■ Aim 1
Find every line in the records below that contains the word "asphalt", and copy each of those lines.

■ Given passage
The 1860s were a time of opportunity. The county seat was permanently moved to Woodland after Washington, California (now a part of West Sacramento) flooded. Schools, homes, churches, and a cemetery were built. The town's newspaper, the Daily Democrat and a rail line was built. In 1869, the California Pacific Railroad Company constructed a line between Davisville (now Davis) and Marysville with a Woodland station in the area of College Street and Lincoln Avenue. The rail line expanded and was eventually acquired by Southern Pacific Railroad. The track was then relocated from College Street to East Street, the eastern edge of the city at that point. The addition of the railroad led to the expansion of Woodland. Before the railroad came, people were building primarily from Main Street northward. Later expansion headed west and south.

In 1870 the population of Woodland was estimated to be 1,600 people, 647 of whom were registered voters. Signatures were collected to petition for the incorporation of the town. The City of Woodland was incorporated in 1871 and its residents soon had regular train and telegraph operations, telephone services, gas, water, electricity, street lights, and graveled streets. Byron Jackson, inventor of the centrifugal pump, opened a machine shop in Woodland in 1872. The business moved to San Francisco in 1879, supplying highly efficient pumps for ground water irrigation which transformed agriculture and industry in California.

20th century

Woodland's Chamber of Commerce was founded in 1900. During this time public activism helped Woodland get a library, a city park, and an improved cemetery. In 1910 Woodland was the most populous city in the county, with a population of 3,187. For the next forty years Woodland grew slowly but steadily, based on agriculture-related businesses: three rice mills, a sugar beet refinery, and a tomato cannery were built.

[Named-object pointing records]
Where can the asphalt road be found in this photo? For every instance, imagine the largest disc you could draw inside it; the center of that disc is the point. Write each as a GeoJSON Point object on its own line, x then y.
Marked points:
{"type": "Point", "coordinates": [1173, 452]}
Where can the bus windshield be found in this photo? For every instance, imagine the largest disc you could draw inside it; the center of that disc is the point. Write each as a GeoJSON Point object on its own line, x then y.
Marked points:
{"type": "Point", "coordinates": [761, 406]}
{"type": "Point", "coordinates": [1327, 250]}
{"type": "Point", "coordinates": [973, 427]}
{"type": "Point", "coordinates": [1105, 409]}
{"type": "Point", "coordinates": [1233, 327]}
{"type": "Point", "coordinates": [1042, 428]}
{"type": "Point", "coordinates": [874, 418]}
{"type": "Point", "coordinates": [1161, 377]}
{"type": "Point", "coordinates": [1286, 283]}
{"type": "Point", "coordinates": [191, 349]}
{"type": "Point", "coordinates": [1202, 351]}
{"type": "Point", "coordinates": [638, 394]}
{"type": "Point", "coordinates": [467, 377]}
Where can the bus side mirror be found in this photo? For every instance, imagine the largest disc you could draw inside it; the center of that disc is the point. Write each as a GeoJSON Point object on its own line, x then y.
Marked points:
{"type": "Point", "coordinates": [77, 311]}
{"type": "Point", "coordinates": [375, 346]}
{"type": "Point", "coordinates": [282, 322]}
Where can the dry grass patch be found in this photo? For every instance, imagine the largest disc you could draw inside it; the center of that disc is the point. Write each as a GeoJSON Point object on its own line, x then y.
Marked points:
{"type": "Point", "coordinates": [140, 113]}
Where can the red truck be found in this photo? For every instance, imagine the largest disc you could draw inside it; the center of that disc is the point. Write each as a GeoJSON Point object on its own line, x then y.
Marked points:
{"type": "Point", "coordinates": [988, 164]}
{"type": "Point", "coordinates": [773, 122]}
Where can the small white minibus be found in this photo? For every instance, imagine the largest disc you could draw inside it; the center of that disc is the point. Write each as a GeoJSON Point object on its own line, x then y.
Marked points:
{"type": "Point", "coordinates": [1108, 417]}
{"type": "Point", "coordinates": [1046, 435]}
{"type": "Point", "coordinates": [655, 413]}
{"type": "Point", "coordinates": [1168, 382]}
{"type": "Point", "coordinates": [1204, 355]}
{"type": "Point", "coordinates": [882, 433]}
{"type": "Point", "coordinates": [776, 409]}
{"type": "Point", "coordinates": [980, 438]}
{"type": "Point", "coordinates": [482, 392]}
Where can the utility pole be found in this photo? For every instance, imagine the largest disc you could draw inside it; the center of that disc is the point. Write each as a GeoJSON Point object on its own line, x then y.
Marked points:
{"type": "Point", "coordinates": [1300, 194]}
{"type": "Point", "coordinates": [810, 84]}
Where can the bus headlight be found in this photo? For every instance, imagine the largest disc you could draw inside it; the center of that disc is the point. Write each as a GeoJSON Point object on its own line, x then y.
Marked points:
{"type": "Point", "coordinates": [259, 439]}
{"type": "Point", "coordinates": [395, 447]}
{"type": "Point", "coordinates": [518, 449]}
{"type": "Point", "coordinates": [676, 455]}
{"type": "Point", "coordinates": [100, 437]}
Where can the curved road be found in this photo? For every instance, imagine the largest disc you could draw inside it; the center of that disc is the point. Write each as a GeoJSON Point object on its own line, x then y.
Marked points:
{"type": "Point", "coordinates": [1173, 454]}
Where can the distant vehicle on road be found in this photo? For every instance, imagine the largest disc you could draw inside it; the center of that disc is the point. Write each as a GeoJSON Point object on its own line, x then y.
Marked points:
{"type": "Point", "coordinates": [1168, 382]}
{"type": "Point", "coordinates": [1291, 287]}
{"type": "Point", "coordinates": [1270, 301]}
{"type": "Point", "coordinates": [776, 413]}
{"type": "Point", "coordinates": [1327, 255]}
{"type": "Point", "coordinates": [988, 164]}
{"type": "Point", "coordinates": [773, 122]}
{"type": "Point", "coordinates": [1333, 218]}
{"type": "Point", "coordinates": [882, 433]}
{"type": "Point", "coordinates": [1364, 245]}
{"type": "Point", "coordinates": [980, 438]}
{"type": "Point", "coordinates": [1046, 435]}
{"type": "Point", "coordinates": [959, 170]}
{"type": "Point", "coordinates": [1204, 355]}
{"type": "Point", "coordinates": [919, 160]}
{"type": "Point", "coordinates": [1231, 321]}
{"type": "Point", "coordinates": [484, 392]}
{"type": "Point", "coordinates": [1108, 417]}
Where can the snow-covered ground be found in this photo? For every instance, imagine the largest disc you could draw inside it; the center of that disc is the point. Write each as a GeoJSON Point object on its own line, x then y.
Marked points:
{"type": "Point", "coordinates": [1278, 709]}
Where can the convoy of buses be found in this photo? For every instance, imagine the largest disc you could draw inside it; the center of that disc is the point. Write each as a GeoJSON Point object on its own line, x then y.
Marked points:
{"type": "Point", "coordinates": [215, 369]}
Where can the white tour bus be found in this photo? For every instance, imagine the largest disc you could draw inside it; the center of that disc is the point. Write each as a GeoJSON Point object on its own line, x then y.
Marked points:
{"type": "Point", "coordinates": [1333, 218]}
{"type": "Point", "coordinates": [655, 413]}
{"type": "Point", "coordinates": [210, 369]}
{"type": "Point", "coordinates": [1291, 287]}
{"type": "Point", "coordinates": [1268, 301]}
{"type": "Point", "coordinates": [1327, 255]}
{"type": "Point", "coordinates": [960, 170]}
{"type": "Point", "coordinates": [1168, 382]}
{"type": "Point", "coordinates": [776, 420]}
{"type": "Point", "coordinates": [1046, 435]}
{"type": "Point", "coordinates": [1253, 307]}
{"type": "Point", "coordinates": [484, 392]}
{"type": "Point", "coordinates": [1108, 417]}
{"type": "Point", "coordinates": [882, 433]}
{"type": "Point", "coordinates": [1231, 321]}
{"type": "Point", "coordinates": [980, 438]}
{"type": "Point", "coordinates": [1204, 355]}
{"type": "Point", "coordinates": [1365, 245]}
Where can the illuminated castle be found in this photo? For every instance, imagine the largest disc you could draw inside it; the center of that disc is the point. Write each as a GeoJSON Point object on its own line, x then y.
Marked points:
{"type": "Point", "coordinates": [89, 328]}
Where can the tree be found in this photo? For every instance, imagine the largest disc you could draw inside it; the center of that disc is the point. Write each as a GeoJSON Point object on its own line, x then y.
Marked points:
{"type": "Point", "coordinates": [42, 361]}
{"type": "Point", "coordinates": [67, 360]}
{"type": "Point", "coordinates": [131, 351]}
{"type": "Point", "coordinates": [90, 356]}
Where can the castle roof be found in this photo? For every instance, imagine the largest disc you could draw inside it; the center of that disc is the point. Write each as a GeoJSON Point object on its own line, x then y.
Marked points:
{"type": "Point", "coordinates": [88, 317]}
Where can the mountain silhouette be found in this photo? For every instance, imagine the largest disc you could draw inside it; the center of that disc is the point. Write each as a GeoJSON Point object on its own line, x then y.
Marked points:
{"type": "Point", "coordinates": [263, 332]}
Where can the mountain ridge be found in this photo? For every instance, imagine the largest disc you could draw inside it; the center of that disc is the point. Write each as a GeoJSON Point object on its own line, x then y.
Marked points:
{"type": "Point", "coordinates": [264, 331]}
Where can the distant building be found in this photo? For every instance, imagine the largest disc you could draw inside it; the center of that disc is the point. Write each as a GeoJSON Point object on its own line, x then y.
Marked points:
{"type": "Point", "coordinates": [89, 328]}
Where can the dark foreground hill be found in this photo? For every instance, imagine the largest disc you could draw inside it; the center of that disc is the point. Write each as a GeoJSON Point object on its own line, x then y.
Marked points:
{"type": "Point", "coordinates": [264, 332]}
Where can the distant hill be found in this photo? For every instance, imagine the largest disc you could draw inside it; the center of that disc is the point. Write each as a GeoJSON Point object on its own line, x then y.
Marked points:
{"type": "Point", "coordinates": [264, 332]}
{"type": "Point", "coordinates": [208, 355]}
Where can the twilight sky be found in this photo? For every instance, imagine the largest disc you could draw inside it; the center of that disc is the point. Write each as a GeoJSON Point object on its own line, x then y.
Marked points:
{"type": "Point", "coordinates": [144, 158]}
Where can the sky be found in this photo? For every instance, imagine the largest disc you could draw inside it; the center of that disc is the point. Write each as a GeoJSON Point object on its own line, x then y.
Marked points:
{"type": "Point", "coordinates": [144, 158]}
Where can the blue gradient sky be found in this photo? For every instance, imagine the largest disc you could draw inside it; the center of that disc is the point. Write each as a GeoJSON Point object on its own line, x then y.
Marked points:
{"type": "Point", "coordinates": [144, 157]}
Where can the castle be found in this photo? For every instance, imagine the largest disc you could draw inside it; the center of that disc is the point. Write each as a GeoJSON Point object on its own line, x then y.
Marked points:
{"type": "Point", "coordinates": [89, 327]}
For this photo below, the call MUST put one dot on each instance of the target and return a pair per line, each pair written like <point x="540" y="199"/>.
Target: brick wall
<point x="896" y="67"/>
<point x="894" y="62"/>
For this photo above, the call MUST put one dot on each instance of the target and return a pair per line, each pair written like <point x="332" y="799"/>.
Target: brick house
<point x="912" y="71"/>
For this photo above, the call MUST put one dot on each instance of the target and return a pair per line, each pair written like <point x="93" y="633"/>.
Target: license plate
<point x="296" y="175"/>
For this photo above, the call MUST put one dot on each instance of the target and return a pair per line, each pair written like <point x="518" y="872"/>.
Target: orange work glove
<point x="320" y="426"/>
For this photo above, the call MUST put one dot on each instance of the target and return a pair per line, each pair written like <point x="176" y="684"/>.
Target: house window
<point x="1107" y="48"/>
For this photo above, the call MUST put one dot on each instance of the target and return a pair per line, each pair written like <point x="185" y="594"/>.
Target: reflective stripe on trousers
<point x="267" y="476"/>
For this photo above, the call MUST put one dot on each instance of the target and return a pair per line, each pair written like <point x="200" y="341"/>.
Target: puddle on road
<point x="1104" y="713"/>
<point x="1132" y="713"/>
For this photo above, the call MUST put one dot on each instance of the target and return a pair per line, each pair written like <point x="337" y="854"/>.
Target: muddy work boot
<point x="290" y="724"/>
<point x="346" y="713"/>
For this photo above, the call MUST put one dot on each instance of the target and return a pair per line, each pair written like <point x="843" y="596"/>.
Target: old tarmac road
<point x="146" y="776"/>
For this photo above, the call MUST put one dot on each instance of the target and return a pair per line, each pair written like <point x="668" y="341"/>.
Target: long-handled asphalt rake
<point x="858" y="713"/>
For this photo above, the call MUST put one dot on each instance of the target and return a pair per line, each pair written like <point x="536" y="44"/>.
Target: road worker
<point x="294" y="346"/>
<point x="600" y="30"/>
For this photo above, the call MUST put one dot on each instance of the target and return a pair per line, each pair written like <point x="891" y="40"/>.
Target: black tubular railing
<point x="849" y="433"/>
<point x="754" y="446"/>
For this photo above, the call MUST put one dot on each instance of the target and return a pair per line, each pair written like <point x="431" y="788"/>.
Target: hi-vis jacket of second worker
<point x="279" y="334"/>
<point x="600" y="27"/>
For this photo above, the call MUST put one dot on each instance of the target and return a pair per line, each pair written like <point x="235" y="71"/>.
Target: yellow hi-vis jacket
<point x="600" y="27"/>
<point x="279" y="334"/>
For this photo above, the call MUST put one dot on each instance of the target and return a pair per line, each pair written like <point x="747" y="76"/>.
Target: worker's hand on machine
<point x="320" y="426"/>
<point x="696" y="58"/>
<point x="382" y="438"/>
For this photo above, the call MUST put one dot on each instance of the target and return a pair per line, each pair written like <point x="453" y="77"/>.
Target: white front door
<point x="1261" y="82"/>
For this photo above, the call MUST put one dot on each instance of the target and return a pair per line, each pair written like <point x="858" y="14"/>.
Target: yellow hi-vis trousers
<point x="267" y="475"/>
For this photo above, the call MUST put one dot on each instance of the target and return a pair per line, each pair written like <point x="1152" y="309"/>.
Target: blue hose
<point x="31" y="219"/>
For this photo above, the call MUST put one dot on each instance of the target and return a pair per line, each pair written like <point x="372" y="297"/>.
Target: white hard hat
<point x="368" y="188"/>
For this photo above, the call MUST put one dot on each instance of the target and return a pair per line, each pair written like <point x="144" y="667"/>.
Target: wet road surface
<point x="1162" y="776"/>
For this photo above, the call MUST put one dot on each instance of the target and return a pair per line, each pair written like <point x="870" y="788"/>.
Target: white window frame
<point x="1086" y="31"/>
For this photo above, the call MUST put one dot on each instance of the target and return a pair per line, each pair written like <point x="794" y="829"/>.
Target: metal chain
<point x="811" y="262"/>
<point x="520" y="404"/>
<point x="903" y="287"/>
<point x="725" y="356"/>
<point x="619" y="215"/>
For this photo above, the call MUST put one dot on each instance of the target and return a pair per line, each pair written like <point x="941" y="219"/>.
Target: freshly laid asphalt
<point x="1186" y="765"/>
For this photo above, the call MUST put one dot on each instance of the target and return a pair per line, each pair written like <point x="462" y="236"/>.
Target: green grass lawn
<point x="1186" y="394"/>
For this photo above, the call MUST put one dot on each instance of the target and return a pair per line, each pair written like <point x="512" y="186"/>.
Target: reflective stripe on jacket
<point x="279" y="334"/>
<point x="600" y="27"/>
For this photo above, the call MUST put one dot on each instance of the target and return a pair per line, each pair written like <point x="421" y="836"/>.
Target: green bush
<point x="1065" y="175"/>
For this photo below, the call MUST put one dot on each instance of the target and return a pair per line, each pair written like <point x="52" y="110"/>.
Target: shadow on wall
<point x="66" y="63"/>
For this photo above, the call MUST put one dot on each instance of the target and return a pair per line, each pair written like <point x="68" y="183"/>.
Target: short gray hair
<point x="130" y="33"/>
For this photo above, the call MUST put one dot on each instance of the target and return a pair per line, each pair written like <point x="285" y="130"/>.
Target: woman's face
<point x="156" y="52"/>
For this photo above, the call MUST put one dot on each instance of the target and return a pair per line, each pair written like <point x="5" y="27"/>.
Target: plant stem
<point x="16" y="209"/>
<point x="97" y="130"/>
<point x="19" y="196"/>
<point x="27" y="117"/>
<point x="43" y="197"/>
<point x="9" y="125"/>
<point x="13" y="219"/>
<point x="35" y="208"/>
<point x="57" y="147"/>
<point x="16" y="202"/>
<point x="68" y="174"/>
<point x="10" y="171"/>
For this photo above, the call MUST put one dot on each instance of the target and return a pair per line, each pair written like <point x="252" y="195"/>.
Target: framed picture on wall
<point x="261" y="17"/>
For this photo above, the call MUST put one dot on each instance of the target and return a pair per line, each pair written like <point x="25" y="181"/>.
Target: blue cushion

■ Aim 2
Reproduce the part of the passage on Woodland's history starting with "The 1860s were" and going on through "west and south.".

■ Correct answer 1
Where can the asphalt road be found in this photo? For every instance, imagine the largest disc you could draw inside it; the center of that disc is the point. Write each as a GeoJSON Point object on its own line, x then y.
Target: long-handled asphalt rake
Target: freshly laid asphalt

■ Correct answer 2
The 1860s were a time of opportunity. The county seat was permanently moved to Woodland after Washington, California (now a part of West Sacramento) flooded. Schools, homes, churches, and a cemetery were built. The town's newspaper, the Daily Democrat and a rail line was built. In 1869, the California Pacific Railroad Company constructed a line between Davisville (now Davis) and Marysville with a Woodland station in the area of College Street and Lincoln Avenue. The rail line expanded and was eventually acquired by Southern Pacific Railroad. The track was then relocated from College Street to East Street, the eastern edge of the city at that point. The addition of the railroad led to the expansion of Woodland. Before the railroad came, people were building primarily from Main Street northward. Later expansion headed west and south.